- _Required tasks_:
1. In the Justice League text, who conceived the team?
2. Resume the Justice League text after its last sentence.

- _Page text_:
--- start ---

The Justice League  is a team of superheroes appearing in American comic books published by DC Comics. The team first appeared in The Brave and the Bold #28 (March 1960). The team was conceived by writer Gardner Fox as a revival of the Justice Society of America, a similar team from DC Comics from the 1940s which had been pulled out of print due to a decline in sales.

The Justice League is an all-star ensemble cast of established superhero characters from DC Comics' portfolio. Diegetically, these superheroes usually operate independently but occasionally assemble as a team to tackle especially formidable villains. This is in contrast to certain other superhero teams such as the X-Men, whose characters were created specifically to be part of the team, with the team being central to their identity. The cast of the Justice League usually features a few highly popular characters who have their own solo books, such as Superman, Batman and Wonder Woman alongside a number of lesser-known characters who benefit from exposure. The Justice League was created to boost the profiles and sales of said characters through cross-promotion and helped develop the DC Universe as a shared universe, as it is through teams like the Justice League that the setting's characters regularly interact with each other.

--- end ---

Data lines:
--- start ---

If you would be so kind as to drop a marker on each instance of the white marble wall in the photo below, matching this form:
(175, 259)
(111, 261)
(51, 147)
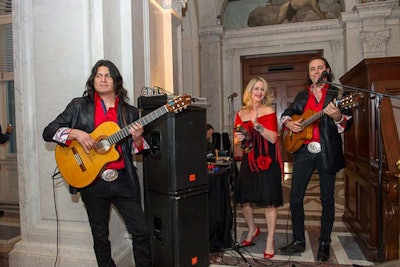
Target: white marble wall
(56, 44)
(362, 31)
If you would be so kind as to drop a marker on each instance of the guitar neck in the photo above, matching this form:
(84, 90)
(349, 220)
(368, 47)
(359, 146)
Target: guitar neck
(124, 132)
(311, 119)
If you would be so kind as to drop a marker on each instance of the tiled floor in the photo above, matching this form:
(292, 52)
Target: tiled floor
(344, 248)
(9, 231)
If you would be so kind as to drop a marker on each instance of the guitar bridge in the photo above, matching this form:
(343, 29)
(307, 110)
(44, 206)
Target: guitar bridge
(78, 159)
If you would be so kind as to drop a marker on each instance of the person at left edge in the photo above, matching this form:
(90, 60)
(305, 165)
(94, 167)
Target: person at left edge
(105, 99)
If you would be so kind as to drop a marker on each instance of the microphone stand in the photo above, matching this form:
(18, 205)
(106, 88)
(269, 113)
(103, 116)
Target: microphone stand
(378, 98)
(236, 246)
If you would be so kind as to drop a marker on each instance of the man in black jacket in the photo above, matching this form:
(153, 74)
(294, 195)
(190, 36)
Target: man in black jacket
(105, 100)
(323, 151)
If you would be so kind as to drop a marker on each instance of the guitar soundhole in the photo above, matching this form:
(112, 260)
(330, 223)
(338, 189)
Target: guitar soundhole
(103, 146)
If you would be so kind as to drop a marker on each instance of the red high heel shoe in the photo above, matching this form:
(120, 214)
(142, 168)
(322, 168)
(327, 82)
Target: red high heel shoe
(246, 243)
(269, 255)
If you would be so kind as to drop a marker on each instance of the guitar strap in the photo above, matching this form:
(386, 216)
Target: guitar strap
(124, 116)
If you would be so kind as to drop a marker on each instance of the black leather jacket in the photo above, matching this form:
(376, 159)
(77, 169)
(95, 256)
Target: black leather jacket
(331, 140)
(79, 114)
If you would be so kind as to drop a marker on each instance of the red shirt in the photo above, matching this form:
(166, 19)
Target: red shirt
(101, 114)
(315, 106)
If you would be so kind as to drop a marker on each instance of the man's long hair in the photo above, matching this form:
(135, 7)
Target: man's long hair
(330, 76)
(115, 75)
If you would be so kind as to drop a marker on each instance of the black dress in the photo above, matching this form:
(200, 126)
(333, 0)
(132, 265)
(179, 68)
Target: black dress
(257, 182)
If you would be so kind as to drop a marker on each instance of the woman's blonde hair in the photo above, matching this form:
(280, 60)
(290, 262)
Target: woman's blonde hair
(247, 100)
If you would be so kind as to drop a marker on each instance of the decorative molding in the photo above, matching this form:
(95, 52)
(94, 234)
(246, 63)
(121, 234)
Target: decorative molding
(212, 30)
(337, 45)
(374, 41)
(227, 54)
(177, 5)
(287, 28)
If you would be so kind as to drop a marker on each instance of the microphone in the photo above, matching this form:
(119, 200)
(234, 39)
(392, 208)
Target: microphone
(232, 95)
(324, 75)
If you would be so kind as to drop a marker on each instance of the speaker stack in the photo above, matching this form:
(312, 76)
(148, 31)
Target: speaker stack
(176, 185)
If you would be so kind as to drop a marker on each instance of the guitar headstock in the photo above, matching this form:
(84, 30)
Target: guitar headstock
(178, 103)
(350, 100)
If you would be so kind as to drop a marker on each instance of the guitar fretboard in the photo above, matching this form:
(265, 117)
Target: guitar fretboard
(311, 119)
(124, 132)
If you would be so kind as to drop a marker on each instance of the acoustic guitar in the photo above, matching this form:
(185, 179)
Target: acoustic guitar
(79, 169)
(292, 141)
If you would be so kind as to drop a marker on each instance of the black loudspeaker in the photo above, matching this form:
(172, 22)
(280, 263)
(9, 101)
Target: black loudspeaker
(179, 229)
(177, 161)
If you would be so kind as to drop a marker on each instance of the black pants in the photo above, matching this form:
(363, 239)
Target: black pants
(304, 165)
(98, 199)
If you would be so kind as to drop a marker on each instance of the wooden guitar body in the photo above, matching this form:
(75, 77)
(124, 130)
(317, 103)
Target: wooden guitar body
(79, 168)
(292, 141)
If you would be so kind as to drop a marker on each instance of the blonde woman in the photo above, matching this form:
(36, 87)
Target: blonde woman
(260, 176)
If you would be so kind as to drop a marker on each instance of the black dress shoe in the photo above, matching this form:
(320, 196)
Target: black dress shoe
(323, 251)
(294, 247)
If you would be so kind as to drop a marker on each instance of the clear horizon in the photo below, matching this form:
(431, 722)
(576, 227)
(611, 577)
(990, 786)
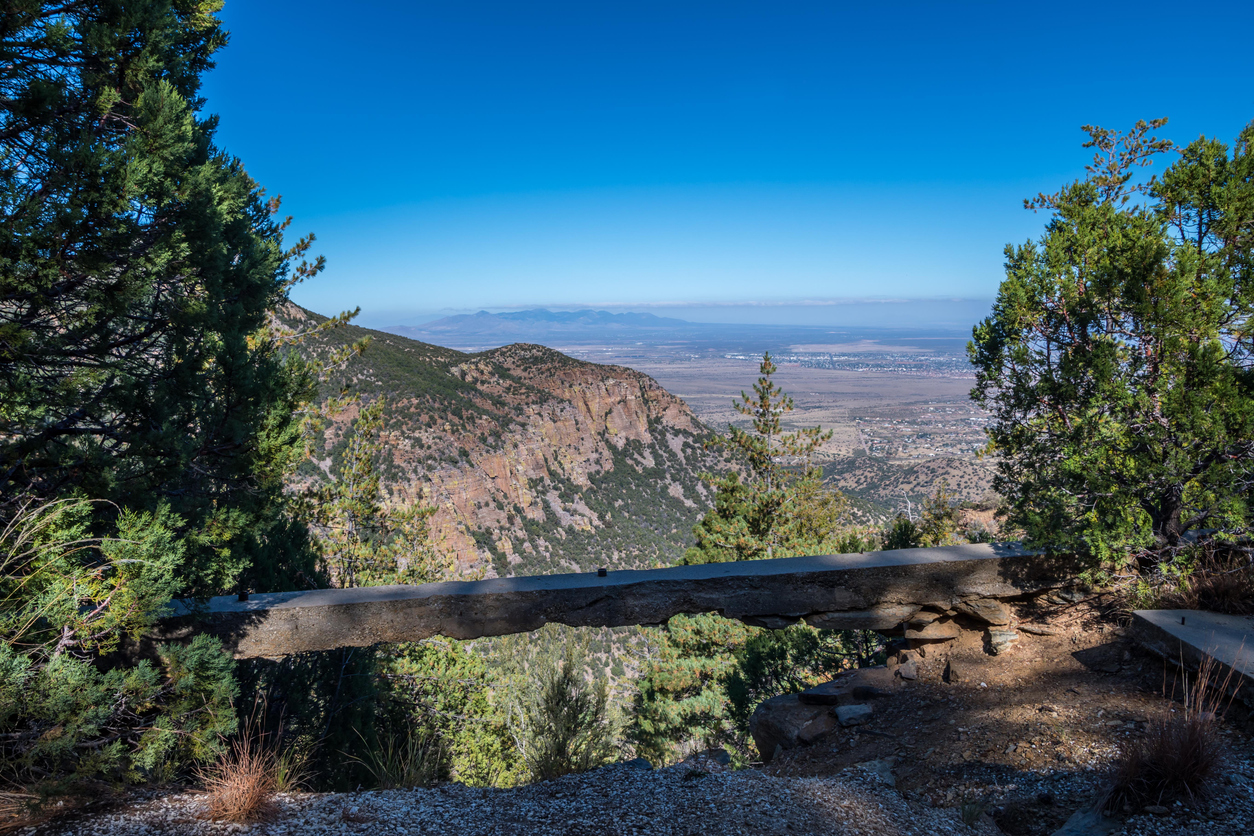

--- end ---

- _Exercise responses_:
1. Writer Gardner Fox conceived the team.

2.
Beyond comic books, the Justice League has been adapted to a number of television shows, films, and video games included.

Fictional overview

Members

The members of the Justice League are heroes who normally operate independently but who occasionally team up to tackle especially formidable villains. This is in contrast to teams such as the X-Men or the Fantastic Four, who normally operate as a team and for whom the team is central to their identity.

Most versions of the Justice League feature a select cast of highly popular characters from the DC Comics portfolio, such as Superman, Batman and Wonder Woman, to attract readers with their star power; and they often co-feature a few lesser-known characters who benefit from exposure, such as Cyborg or Black Canary. DC Comics has in several periods deviated from this formula, most notably in the late 1980s and early 1990s with books such as Justice League International, which deliberately featured a cast of lesser-known characters. The advantage of this was that lesser-known characters are not burdened by convoluted continuities, which gives writers more creative flexibility to write character-driven stories. This was done to emulate the model of Marvel Comics' X-Men comic books, whose stories were more character-driven and which favored more obscure or even new characters.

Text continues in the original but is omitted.